▶ The request
Show every line below that contains the word "flag".

------------------------------

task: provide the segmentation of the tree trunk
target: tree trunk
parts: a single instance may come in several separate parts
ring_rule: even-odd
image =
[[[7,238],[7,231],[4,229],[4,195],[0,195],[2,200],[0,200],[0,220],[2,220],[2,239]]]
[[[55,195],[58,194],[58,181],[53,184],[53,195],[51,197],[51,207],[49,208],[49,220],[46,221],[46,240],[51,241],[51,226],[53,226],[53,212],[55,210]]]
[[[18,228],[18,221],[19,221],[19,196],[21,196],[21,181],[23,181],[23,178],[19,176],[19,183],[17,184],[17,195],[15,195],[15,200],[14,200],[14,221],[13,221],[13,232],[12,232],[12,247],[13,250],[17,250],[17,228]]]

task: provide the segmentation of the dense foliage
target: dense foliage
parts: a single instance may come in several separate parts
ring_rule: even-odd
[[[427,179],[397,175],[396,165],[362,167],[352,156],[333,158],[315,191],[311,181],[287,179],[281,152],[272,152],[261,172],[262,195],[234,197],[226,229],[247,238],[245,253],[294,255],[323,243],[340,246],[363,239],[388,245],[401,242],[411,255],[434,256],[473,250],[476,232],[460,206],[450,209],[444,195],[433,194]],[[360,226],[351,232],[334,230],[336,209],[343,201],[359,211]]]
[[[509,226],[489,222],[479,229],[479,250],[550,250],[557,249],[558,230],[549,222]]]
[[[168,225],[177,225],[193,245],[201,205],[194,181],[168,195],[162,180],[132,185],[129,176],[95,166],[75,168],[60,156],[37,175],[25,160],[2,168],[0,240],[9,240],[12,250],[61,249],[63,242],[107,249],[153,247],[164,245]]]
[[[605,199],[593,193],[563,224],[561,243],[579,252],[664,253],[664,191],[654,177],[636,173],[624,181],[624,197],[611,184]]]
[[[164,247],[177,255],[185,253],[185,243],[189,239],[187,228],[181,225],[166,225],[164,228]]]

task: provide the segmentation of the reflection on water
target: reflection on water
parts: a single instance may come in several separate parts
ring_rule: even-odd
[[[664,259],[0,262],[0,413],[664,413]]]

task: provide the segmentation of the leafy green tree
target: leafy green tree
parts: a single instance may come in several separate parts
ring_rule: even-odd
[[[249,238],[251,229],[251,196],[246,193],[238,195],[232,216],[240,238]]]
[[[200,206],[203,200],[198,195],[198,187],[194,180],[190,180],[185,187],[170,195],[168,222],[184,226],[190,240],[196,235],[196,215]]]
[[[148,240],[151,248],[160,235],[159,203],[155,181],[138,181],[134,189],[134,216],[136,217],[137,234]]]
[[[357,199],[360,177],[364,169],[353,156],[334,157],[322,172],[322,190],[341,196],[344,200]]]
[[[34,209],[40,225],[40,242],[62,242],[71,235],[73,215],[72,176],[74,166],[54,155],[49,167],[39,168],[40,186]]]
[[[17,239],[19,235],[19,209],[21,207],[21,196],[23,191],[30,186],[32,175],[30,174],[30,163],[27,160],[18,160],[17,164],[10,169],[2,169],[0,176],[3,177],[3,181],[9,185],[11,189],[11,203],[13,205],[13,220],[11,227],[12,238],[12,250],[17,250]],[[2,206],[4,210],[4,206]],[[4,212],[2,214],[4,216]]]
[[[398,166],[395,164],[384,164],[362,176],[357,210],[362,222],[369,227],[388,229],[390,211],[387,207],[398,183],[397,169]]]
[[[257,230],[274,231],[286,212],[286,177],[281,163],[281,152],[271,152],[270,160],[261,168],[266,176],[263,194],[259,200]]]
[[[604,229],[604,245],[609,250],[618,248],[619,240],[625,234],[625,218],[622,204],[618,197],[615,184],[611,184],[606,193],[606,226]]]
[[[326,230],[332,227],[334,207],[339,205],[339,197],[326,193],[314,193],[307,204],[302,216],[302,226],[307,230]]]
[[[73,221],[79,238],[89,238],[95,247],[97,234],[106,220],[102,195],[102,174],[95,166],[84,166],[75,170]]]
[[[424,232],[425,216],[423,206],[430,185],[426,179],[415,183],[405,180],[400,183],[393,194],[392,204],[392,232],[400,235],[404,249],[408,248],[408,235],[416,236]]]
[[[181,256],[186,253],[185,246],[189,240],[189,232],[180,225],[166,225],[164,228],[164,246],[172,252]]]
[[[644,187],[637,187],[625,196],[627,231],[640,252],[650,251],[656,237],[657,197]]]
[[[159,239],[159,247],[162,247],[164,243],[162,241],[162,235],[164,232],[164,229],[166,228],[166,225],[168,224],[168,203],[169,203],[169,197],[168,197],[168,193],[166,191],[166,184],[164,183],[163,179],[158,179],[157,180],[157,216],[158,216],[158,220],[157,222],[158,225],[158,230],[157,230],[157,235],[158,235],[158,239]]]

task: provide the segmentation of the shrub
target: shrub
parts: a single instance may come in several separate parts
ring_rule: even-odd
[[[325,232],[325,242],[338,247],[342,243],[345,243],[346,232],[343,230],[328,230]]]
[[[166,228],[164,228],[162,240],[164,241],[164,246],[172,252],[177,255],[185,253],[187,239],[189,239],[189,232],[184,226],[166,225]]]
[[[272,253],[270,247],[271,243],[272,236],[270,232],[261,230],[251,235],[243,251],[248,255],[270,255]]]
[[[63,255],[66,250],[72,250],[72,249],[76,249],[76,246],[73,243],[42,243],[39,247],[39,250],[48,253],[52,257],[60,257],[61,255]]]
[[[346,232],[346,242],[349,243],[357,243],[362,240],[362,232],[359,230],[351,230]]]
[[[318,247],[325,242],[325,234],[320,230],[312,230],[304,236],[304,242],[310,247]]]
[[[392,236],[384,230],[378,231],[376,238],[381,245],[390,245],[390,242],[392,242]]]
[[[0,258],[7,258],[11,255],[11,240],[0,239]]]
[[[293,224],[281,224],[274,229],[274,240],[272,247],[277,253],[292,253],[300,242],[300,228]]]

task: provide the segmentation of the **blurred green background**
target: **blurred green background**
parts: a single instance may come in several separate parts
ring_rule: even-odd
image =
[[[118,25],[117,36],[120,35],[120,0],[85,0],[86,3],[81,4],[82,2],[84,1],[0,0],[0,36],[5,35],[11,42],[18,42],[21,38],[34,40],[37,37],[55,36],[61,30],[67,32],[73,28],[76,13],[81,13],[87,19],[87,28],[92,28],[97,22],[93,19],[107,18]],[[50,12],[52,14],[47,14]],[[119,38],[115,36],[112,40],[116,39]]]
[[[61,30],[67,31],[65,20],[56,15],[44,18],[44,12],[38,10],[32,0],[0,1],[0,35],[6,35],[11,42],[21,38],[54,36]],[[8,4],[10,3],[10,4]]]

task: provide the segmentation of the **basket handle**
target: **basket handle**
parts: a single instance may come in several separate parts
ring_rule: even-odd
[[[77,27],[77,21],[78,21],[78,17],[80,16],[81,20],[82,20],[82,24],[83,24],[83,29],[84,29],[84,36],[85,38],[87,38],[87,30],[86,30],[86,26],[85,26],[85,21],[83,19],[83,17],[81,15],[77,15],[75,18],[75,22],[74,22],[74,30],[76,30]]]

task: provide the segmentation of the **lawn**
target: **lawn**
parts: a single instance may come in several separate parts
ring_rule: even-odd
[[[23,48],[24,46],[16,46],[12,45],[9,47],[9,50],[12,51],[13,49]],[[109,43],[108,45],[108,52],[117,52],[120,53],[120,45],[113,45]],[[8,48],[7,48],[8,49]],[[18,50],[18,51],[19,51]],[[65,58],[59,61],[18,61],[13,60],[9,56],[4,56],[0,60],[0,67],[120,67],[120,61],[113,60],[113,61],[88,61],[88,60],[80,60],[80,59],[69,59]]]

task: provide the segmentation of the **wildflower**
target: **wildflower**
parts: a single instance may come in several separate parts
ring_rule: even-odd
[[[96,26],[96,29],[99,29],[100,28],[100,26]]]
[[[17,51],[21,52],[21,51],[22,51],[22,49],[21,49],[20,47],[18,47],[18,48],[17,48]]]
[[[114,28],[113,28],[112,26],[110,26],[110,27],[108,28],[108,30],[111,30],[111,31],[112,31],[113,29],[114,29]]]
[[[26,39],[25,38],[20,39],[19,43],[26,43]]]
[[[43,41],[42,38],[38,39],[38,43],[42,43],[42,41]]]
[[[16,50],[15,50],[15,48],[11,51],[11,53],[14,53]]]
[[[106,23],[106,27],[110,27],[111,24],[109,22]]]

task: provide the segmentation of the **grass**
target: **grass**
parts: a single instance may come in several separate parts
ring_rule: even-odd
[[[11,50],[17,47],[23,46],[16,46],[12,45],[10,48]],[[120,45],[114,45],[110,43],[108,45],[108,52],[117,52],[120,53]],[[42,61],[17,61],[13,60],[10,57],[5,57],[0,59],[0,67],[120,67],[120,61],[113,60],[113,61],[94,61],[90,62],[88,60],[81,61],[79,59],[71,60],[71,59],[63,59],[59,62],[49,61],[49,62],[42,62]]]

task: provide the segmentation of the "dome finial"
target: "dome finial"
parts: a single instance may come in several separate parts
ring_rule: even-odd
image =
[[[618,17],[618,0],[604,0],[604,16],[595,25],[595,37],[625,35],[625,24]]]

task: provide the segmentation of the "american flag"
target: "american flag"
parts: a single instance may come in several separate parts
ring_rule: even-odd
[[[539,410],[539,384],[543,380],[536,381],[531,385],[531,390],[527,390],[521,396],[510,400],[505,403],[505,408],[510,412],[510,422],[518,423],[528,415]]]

------------------------------

▶ Answer for the task
task: provide the segmentation of the "american flag"
target: "american flag"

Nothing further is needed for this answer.